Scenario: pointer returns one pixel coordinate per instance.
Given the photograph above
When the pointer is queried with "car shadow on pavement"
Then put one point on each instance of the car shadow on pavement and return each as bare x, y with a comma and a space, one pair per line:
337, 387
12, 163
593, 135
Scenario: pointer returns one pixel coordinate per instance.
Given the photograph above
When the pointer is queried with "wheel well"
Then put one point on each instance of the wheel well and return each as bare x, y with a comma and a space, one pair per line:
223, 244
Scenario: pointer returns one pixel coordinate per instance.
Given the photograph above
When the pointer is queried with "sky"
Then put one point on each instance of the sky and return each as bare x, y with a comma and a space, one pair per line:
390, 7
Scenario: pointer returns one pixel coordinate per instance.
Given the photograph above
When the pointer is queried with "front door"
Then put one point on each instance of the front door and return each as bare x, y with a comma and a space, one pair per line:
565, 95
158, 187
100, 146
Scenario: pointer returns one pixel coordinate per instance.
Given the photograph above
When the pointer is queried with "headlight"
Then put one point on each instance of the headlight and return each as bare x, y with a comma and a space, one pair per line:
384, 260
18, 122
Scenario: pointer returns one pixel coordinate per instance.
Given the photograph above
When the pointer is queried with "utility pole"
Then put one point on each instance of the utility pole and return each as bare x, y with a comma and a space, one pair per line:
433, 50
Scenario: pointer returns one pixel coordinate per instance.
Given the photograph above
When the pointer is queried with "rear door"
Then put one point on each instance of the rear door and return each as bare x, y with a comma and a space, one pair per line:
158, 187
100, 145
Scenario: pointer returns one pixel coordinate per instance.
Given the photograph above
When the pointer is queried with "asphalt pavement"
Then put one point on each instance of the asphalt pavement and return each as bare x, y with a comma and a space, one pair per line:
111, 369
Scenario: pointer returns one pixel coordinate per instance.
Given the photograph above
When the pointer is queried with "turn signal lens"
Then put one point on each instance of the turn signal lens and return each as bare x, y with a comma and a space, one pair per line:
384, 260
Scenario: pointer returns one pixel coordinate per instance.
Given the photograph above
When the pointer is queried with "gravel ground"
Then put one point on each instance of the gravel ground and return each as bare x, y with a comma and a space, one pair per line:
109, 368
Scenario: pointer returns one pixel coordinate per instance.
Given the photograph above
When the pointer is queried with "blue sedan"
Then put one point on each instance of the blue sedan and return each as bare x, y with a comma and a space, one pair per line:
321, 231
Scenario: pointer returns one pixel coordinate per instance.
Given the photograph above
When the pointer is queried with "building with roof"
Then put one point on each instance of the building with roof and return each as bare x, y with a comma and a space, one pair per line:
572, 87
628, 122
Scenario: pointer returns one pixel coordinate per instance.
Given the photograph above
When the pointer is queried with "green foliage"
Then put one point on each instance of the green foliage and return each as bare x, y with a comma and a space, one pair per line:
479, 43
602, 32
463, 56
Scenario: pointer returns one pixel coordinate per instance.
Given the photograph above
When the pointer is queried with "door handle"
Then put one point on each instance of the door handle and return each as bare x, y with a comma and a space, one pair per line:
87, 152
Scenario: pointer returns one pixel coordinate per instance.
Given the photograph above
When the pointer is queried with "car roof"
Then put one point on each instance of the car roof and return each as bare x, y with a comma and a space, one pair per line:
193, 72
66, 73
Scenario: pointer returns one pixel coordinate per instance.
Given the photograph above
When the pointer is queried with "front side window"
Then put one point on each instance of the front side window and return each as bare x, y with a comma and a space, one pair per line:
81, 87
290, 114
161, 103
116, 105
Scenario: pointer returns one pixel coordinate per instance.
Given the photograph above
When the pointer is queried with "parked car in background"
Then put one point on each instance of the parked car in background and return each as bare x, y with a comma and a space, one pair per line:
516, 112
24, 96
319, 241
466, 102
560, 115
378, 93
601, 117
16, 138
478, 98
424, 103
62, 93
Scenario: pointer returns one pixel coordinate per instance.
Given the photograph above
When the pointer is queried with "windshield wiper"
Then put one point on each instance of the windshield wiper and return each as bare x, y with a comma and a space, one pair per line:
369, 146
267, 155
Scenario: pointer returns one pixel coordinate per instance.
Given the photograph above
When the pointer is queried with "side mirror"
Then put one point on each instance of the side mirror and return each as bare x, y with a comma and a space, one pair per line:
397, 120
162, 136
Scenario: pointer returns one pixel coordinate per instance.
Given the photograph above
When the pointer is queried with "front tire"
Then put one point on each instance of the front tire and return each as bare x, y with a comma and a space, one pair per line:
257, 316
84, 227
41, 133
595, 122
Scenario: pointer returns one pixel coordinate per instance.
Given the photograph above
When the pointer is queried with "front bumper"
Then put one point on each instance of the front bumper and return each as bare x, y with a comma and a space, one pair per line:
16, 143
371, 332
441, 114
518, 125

=-=-=

What is needed ::
Every line of the listing should be repeated exactly.

Expected output ::
Scenario: pointer returns one pixel coordinate per instance.
Given the photograph above
When the pointer is queried with "car shadow on pavement"
Then put one point on each instance of the car shadow on pavement and return each as bare x, y with a comma and a space, one pair per line:
337, 387
12, 163
593, 135
Scenario: pointer returns one pixel coordinate per instance.
Given the photograph above
When the pointer is queried with "wheel well"
Then put one point on each instance of the wheel well and return each as bare x, y with a comma and a space, one pair per line:
223, 244
Scenario: pointer returns one pixel coordinate per instance.
Given the photograph above
When the pointer is queried with "sky"
Then put one point on each instance of the sky and return each as bare x, y with a comma and a space, one pair per line:
390, 7
Scenario: pointer returns one pixel coordinate per instance.
Given the photograph above
When the pointer is queried with "front door"
Then put one point on each instance of the front door and return each as bare x, y with a comma and a space, one pair per line:
565, 95
158, 187
100, 146
Scenario: pointer returns one pixel coordinate per instance.
Given the photograph above
When the pointer is queried with "headlight"
Then put one point on each instance of the headlight and return each as bare x, y with a comma and a space, one pair per line:
384, 260
18, 122
Scenario: pointer returns one pixel coordinate per instance.
Given the photograph above
When the pointer is queried with "utility pole"
Then put one point on each instance of the utility pole and return each as bare x, y with a comma and a space, one pair per line:
433, 50
Scenario: pointer returns one pixel coordinate per instance.
Given the photograph above
When the pointer is queried with "rear door"
Then put one point on each instance of the rear door and return each as bare x, y with a comma and a space, one pair per line:
158, 187
100, 145
Scenario: pointer returns one pixel coordinate per instance.
Given the photograph above
When the pointer is queried with "asphalt pavement"
Then put one point on each instance of the asphalt pavement and return each as bare x, y with a comma and a space, one pair per line:
111, 369
Scenario: pointer returns one pixel coordinate per instance.
Given the photograph above
When the pointer is queried with "turn signal lens"
Then put one point on each instance of the turn signal lens and return each as bare x, y with a comma and a space, one pair per line:
384, 260
Scenario: pointer returns one pixel coordinate per instance.
Given the photograph above
When the pointer is queried with "gravel ground"
Then put one point on each instance of the gravel ground and return each as bare x, y with a comma and a space, one pair per line:
109, 368
Scenario: pointer returns one pixel coordinate per instance.
Given the photograph above
When the pointer is queried with "blue sedan"
Then put one point on each instance of the blue sedan and return each as bare x, y with a comma and a space, one pair per line:
321, 231
Scenario: pointer returns one pixel coordinate per instance.
Given the photograph above
When the pointer is queried with "building with roof"
Then put one point on each instance of the building with roof and return each as bare x, y with a comma and a space, one pair per line:
572, 87
628, 122
Scenario: pointer returns one pixel coordinate per instance.
Given the photograph above
When the pointer is queried with "green foliage"
Then put one point on each instance of the green foliage and return each as bare x, y with a comma and a space, one pair per line:
479, 43
602, 32
463, 56
Scenario: pointer returns one pixel coordinate per instance.
Given the photograph above
When the pointer is queried with "door handle"
Then put one point on each instance of the door handle and return each as bare x, y with a comma and a space, one pair per line:
87, 152
Scenario: pointer returns one pixel coordinate per instance.
Given the photograph above
When the pointer is queried with "car roof"
Then put one point on each instance of the car roof and return each as bare x, y with a comma and a space, one pair per line:
193, 72
66, 73
Scenario: pointer returns one pixel coordinate per instance.
Given the photograph above
When the pointer is queried with "front side window"
Then put one point on each instance of the front side window and return each as bare x, y with a comma and a space, one pair per line:
81, 87
290, 114
161, 103
116, 105
Scenario: pointer returns one pixel coordinate per instance.
Given the photograph above
When the pointer is queried with "parked car in background"
Then put one point on each instance of the parked car in background and return each as bare x, y with a comma and a space, one pair per line:
516, 112
24, 96
319, 241
466, 102
560, 115
378, 93
601, 117
16, 138
478, 98
424, 103
62, 93
Scenario: pointer returns one pixel coordinate per instance.
Given the photograph above
When the pointer is queried with "windshield wiper"
Then put one point on each instance of the windshield wiper and return each as bare x, y with a comma and a space, one pair per line:
369, 146
267, 155
Scenario: pointer returns one pixel coordinate per instance.
Given the photograph above
When the pointer is queried with "side mirror"
Then put one point on each instance of the side mirror and return each as bare x, y with a comma and a space, one pair per line:
397, 120
162, 136
Scenario: pointer returns one pixel coordinate per instance.
Given the photograph above
When the pointer is queried with "front tire"
Then put one point on each instance of the front tire and return each as bare x, y with a comma and a space, one pair per line:
257, 316
84, 227
41, 133
595, 122
Scenario: pointer returns one pixel coordinate per instance.
Given the photograph above
When the pointer is queried with "front bumper"
Then put one point on each instance of the front bumper and return each as bare x, y with a comma and a space, one pair per line:
16, 143
371, 332
441, 114
518, 125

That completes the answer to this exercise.